*WHAT THE TASK REQUIRES:* Pull out the material from its first line up to and including the line with "column 1245, row 12". Copy those lines without any change.

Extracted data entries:
▼▼▼

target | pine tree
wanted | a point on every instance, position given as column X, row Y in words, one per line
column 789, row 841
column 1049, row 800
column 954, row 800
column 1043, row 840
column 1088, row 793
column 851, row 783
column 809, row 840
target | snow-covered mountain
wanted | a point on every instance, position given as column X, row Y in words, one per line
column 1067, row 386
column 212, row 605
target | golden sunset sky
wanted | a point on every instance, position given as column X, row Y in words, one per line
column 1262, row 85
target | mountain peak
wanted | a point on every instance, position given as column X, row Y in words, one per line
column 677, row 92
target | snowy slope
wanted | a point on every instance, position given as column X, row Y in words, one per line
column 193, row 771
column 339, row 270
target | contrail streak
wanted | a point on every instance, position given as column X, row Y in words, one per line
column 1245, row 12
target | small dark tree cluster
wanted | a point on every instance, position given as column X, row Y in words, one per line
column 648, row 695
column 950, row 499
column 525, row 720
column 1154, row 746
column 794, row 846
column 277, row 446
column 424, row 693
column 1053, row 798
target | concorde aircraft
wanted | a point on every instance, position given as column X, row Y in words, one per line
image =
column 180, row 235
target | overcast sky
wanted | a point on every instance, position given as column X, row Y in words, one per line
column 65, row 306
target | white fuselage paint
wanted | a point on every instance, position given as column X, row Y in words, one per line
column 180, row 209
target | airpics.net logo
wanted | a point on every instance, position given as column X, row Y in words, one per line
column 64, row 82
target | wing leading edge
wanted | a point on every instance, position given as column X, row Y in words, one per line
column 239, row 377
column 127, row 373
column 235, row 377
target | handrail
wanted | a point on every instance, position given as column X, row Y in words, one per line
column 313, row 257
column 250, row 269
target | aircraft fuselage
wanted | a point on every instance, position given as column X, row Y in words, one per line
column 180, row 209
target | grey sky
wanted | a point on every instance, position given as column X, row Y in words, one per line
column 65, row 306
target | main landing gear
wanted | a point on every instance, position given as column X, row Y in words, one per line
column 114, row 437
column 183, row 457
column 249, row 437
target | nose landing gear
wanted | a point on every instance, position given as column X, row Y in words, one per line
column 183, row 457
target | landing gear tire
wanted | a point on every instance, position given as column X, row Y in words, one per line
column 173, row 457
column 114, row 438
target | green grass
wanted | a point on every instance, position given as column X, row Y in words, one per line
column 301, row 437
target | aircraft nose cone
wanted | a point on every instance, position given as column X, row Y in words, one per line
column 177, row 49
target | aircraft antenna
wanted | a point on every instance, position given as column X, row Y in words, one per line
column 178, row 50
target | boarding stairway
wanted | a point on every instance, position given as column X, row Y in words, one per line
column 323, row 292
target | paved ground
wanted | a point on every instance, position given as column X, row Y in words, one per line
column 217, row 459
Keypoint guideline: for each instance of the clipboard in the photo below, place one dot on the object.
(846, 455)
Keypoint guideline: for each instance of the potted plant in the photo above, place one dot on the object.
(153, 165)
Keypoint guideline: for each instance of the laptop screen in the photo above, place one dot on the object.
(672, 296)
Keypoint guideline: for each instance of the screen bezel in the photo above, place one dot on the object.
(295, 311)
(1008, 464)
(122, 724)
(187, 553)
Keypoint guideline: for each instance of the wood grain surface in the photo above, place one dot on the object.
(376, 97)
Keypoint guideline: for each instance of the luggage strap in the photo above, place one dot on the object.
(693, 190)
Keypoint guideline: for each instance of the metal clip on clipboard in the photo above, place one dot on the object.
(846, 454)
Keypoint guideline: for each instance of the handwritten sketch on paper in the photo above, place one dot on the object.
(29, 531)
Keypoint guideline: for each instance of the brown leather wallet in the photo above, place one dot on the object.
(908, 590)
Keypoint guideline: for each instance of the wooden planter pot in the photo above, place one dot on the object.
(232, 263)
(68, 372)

▲▲▲

*WRITTEN SOLUTION:*
target | pine tree
wanted | a point on every instance, position given as column X, row Y in words, one per line
column 789, row 841
column 1049, row 800
column 954, row 800
column 1043, row 840
column 1088, row 793
column 851, row 783
column 809, row 840
target | snow-covered mountain
wanted | a point on every instance, position given as column X, row Y in words, one per line
column 1067, row 386
column 212, row 605
target | golden sunset sky
wanted | a point on every instance, position given as column X, row Y in words, one per line
column 1262, row 85
target | mountain peak
wanted | a point on every instance, position given as column X, row Y in words, one per line
column 677, row 92
target | snowy slope
wanted | a point on every instance, position given as column X, row Y in words, one per line
column 193, row 771
column 339, row 270
target | contrail streak
wanted | a point on every instance, position given as column X, row Y in words, one per line
column 1245, row 12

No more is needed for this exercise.